(EXERCISE PASSAGE):
□ □ □

UJA Mission Delivers Trauma Support to Israel
At the close of a recent UJA-Federation of New York mission to Israel that saw more than 160 participants stand in solidarity with the Jewish state, UJA-Federation presented the newly formed Israel Trauma Coalition with a check for $800,000.
The funds, which come after 19 months of Middle East violence, will help assist a population that is suffering from the strain and fear of living under the constant threat of terror.
Comprised of seven leading Israeli trauma organizations that are funded by UJA-Federation, the coalition is both strengthening each organization’s ability to cope with the current situation and helping to develop a more comprehensive network of services available to Israelis.
“Every single Israeli is feeling the emotional and psychological effects of this prolonged cycle of violence, and thus trauma-relief services have become more important than ever,” said John Ruskay, UJA-Federation’s executive vice president and CEO. “This latest grant will allow these remarkable agencies to reach more people in need, develop new programs, and make services more accessible for people in all parts of the country.”
“Every single Israeli is feeling the emotional and psychological effects of this prolonged cycle of violence, and thus trauma-relief services have become more important than ever.”
– John Ruskay, executive vice president & CEO of UJA-Federation
The seven coalition members are: the Israel Trauma Center for Victims of Terror and War (NATAL), the Israeli Center for Holocaust Survivors and the Second Generation (AMCHA), Israel Association for Emotional Aid by Phone (ERAN), Herzog Hospital’s Israel Center for the Treatment of Psycho-trauma, the Center for Community Stress Prevention, the Israel Crisis Management Center(ICMC; SELAH in Hebrew), and Beit Loewinstein. The new funds, which are facilitating an exchange of professional ideas and creating a more cooperative effort among the organizations, may also enable additional agencies to join.

□ □ □

(DATA PROVIDED):
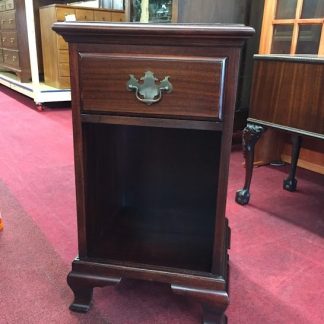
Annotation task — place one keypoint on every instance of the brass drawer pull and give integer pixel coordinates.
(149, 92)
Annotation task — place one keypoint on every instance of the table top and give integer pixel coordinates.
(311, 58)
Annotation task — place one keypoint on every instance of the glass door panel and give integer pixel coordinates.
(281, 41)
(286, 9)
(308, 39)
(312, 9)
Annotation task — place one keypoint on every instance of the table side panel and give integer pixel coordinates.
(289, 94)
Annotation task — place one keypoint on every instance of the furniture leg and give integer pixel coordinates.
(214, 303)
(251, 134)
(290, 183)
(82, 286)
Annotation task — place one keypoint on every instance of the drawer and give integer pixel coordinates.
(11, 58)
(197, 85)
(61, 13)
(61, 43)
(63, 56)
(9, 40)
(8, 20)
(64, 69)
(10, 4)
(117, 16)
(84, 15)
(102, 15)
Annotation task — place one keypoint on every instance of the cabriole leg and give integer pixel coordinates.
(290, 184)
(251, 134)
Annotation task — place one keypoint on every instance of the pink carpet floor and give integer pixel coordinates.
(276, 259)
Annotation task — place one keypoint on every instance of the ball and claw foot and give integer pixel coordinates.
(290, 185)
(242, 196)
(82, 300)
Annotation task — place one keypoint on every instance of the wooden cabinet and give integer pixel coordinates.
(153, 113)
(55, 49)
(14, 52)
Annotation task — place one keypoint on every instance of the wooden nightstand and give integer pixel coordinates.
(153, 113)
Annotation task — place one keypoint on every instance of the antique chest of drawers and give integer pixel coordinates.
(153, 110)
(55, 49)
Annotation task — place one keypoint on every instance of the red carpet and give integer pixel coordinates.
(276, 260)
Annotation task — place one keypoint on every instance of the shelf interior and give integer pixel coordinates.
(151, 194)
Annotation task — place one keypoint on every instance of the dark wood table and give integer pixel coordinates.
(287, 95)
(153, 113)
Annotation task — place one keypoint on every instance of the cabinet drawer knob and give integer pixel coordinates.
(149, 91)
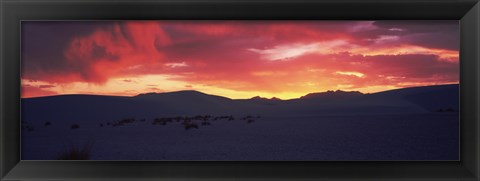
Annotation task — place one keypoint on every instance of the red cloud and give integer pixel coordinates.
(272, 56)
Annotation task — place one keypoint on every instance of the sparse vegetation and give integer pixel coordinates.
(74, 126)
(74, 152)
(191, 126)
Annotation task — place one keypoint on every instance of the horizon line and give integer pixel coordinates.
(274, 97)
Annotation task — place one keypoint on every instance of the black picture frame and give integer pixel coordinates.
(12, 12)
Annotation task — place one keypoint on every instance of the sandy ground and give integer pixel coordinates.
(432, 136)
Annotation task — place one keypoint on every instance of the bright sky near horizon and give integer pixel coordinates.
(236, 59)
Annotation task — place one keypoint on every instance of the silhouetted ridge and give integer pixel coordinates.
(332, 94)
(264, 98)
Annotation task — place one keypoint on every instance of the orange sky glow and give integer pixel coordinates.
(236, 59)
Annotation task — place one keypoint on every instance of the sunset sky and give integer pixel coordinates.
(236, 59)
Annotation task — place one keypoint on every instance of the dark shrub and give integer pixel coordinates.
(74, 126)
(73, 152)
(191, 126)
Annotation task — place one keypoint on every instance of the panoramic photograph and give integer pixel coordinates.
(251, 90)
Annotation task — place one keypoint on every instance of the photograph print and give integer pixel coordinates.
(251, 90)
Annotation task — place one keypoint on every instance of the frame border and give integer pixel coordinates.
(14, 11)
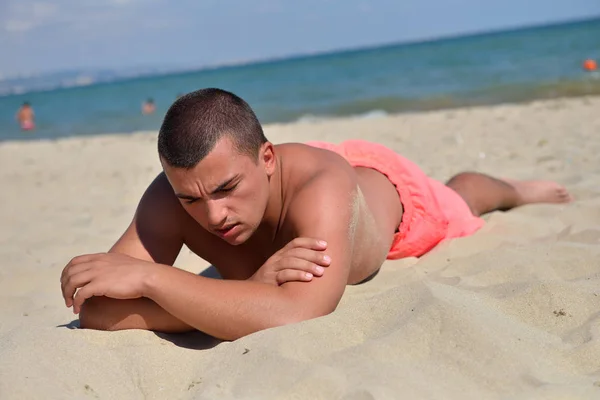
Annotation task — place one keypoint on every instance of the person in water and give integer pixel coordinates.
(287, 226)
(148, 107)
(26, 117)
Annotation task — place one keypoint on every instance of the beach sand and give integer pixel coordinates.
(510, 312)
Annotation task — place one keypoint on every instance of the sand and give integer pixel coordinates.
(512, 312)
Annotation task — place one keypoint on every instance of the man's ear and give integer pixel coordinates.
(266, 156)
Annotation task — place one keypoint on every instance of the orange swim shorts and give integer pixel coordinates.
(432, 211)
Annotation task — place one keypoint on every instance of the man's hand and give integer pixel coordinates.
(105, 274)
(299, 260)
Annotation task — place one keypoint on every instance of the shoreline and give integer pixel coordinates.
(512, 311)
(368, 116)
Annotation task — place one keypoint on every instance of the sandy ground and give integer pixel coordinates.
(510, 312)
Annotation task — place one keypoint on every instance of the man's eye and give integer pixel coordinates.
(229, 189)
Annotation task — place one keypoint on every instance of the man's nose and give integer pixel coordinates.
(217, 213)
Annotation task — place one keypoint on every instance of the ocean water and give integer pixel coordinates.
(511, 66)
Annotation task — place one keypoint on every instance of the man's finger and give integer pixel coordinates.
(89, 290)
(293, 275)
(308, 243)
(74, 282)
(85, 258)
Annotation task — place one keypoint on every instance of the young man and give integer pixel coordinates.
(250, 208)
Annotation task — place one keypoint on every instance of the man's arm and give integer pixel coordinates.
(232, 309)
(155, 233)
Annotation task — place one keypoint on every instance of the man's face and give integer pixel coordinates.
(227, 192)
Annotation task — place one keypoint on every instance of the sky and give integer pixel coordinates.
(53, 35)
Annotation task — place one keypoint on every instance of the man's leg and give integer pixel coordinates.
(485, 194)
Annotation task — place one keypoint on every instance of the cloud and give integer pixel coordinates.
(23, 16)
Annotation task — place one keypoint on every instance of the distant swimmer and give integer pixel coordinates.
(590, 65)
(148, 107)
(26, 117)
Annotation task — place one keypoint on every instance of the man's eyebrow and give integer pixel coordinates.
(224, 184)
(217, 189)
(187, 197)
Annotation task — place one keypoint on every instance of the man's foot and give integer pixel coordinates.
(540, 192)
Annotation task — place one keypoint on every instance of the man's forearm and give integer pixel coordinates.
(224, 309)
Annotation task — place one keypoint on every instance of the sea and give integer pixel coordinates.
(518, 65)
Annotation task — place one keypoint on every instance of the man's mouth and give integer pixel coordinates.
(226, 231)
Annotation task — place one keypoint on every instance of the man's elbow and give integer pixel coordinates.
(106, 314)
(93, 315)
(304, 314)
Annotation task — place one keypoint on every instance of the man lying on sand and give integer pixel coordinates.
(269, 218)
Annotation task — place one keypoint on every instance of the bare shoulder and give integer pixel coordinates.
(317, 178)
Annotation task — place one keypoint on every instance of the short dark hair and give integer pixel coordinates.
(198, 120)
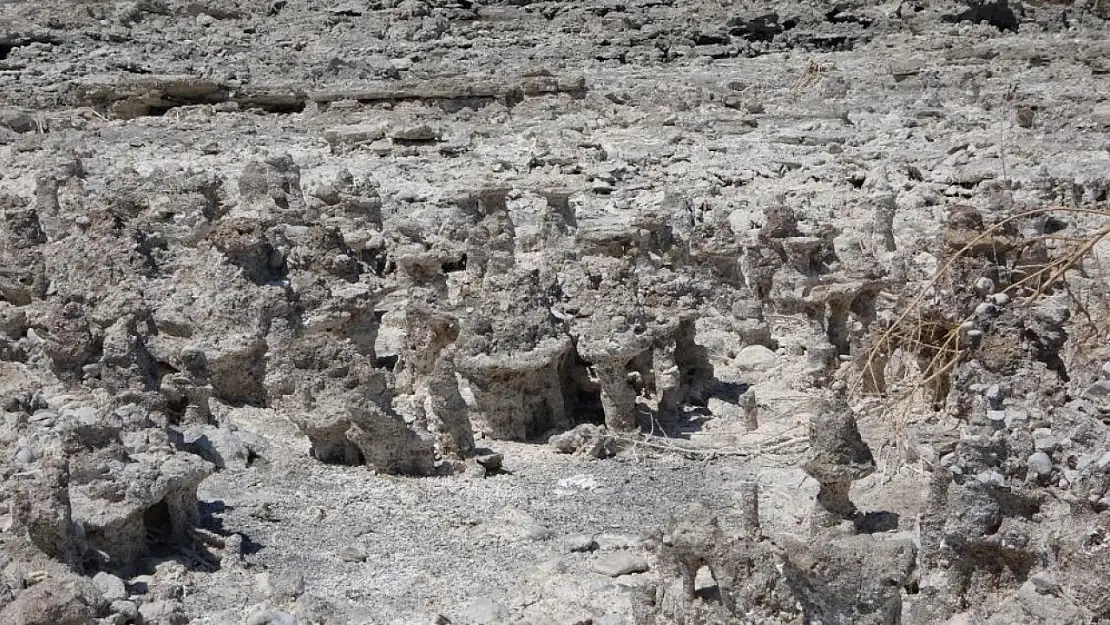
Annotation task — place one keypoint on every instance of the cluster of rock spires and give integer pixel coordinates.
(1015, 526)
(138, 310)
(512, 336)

□ □ □

(USING THE INFORMATION):
**1.** List the seven members of the Israel Trauma Coalition named in the article on the UJA mission.
**2.** Decide whether each statement agrees with the article on the UJA mission, and support each yes or no with a quotation from it.
(a) More than 160 people took part in the mission.
(b) UJA-Federation gave the coalition a check for $1 million.
(c) The coalition is made up of ten Israeli trauma organizations.

(RESULTS):
**1.**
1. The Israel Trauma Center for Victims of Terror and War (NATAL)
2. The Israeli Center for Holocaust Survivors and the Second Generation (AMCHA)
3. Israel Association for Emotional Aid by Phone (ERAN)
4. Herzog Hospital's Israel Center for the Treatment of Psycho-trauma
5. The Center for Community Stress Prevention
6. The Israel Crisis Management Center (ICMC; SELAH in Hebrew)
7. Beit Loewinstein

**2.**
(a) Yes: "saw more than 160 participants stand in solidarity with the Jewish state"
(b) No: "a check for $800,000"
(c) No: "Comprised of seven leading Israeli trauma organizations"